Task material:
-=-=-
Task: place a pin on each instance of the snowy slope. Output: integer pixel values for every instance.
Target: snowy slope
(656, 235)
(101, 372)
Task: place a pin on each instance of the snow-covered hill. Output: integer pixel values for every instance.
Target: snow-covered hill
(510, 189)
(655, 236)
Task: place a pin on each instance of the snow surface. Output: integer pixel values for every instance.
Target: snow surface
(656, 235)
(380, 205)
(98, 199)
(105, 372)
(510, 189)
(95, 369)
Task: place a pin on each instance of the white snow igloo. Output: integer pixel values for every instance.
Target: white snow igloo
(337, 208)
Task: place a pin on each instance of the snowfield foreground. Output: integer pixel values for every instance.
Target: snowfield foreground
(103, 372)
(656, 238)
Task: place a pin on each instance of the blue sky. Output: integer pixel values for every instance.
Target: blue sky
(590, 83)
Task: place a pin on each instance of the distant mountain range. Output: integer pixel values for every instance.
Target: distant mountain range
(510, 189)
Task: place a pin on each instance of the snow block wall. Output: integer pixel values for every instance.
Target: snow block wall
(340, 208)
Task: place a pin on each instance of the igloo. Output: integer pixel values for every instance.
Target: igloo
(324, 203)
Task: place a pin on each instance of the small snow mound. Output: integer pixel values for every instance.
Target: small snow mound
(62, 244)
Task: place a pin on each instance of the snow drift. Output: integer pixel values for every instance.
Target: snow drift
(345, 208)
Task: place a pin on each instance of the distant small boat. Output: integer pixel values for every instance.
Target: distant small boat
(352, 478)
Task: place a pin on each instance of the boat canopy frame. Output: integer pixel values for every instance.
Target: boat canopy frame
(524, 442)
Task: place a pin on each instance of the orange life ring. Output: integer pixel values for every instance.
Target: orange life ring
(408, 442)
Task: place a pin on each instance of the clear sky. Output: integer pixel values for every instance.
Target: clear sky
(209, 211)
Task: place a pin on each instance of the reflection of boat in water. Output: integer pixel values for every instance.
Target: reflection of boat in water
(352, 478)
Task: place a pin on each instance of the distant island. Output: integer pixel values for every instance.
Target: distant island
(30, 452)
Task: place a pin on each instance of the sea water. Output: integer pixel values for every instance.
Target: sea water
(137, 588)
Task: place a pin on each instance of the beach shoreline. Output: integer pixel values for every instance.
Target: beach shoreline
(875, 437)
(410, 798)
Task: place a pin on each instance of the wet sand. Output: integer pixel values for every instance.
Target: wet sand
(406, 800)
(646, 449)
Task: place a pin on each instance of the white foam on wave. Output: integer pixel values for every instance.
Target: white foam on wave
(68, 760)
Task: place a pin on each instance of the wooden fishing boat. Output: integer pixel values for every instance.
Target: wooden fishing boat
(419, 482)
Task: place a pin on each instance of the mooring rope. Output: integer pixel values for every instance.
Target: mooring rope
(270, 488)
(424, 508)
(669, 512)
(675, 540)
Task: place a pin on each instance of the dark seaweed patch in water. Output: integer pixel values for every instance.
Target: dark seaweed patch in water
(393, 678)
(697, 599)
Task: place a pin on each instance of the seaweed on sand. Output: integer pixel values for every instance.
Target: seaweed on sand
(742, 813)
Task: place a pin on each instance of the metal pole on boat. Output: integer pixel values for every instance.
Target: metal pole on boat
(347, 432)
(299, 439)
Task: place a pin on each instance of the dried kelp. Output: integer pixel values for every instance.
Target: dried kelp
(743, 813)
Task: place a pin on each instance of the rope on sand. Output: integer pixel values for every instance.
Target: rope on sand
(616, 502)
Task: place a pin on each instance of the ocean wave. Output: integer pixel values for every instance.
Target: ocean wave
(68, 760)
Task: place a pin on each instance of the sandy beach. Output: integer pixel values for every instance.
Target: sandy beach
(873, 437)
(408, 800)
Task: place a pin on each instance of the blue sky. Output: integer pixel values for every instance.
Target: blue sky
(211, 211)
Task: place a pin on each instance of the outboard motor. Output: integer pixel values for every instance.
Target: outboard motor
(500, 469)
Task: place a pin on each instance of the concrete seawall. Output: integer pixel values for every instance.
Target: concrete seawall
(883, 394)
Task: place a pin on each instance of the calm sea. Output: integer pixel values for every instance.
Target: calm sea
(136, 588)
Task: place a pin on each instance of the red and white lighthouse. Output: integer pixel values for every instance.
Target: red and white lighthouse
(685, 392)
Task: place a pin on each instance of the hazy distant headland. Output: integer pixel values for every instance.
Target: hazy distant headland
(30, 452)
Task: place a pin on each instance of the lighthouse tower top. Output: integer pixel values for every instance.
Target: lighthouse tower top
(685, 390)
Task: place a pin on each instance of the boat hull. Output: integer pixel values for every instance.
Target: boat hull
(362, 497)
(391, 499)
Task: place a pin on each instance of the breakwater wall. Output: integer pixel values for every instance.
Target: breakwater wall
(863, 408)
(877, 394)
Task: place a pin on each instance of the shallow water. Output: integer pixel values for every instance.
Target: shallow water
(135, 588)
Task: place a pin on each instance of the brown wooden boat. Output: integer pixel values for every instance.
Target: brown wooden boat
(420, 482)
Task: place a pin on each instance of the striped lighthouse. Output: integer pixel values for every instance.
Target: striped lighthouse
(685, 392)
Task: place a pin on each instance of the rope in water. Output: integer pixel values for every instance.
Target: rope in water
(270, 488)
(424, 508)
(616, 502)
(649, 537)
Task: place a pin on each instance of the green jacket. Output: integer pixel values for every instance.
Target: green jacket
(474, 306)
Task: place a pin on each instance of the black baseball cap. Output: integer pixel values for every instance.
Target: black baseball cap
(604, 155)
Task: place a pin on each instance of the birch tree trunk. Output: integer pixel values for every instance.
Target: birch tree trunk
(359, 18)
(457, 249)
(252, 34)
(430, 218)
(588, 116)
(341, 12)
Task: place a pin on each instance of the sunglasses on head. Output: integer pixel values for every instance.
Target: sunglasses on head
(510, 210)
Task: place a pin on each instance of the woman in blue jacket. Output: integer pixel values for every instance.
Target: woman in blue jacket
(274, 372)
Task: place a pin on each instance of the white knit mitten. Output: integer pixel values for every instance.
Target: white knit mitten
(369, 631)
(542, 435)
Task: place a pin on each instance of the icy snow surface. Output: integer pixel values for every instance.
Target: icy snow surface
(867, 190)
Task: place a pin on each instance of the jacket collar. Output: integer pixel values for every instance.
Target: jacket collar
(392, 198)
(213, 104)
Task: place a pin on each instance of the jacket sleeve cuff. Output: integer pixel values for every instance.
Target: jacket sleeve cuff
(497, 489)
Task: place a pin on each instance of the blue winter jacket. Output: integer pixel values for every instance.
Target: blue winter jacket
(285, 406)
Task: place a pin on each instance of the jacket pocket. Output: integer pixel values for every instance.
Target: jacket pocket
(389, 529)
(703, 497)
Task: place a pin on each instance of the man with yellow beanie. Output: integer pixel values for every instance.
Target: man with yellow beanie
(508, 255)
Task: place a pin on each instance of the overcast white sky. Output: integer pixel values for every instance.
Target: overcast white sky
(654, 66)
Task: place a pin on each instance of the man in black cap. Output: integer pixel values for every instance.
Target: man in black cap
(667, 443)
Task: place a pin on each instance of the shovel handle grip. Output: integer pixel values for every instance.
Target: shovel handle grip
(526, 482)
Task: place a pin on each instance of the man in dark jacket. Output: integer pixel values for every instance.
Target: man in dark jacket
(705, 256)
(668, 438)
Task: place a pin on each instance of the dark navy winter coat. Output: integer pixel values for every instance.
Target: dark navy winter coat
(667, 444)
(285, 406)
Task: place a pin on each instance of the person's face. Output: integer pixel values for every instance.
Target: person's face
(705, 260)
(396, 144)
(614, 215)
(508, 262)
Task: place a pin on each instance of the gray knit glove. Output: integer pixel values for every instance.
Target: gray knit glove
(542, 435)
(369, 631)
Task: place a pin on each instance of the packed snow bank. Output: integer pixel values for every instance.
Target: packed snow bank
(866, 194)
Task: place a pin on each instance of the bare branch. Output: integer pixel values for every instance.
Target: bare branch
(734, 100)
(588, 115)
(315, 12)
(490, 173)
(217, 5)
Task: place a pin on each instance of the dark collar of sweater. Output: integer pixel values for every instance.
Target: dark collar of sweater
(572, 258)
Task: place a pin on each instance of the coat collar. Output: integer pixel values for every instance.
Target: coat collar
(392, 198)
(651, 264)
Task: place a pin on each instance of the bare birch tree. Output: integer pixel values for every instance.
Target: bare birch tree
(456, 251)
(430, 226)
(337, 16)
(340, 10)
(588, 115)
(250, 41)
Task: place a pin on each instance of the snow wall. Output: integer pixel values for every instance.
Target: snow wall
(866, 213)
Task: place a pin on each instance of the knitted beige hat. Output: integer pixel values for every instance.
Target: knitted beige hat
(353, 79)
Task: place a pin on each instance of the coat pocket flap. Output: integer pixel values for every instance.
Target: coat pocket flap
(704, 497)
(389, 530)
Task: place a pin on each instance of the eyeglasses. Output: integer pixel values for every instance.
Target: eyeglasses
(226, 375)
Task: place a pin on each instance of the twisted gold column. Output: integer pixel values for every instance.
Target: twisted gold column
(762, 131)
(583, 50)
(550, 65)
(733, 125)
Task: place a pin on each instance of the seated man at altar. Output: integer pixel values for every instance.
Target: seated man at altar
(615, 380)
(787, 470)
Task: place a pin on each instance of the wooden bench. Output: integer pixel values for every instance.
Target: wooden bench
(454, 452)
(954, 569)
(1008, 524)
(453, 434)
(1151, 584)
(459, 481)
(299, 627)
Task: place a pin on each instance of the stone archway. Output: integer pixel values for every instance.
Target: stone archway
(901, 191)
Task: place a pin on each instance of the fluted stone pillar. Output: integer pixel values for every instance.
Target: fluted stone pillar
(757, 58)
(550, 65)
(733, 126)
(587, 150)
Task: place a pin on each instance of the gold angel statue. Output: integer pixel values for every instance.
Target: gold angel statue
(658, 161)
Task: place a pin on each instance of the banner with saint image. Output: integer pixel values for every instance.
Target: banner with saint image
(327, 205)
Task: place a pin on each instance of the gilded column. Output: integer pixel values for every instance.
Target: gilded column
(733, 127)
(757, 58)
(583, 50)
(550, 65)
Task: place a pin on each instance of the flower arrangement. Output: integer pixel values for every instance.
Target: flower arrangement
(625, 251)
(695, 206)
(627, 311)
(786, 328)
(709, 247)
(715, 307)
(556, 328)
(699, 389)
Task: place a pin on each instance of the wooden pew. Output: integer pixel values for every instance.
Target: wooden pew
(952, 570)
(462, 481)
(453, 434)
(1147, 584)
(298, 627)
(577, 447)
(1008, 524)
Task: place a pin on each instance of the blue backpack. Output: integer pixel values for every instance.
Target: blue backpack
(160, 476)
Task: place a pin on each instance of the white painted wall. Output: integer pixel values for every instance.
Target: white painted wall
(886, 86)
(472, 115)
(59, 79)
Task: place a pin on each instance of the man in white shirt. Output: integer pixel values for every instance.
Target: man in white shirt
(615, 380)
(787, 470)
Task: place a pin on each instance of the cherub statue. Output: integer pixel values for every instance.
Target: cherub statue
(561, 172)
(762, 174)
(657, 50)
-=-=-
Work to do:
Every line from the one containing "Task: place a pin on each instance of the blue backpack." through the last line must be copied exactly; leave out the rest.

Exercise answer:
Task: place a pin on each instance of the blue backpack. Output: integer pixel values for every instance.
Target: blue backpack
(160, 476)
Task: place a pin on each instance of the white painted wall. Output: integer pixel values for every instance.
Target: white painted wall
(886, 86)
(472, 115)
(59, 79)
Task: place a pin on each instance of the man in white shirt. Output: integer pixel values for every instance.
Target: man in white shirt
(615, 380)
(787, 470)
Task: place a pin on each instance of the cherub statue. Output: integer pixel values for every instance.
Target: cherub statue
(561, 172)
(762, 174)
(657, 50)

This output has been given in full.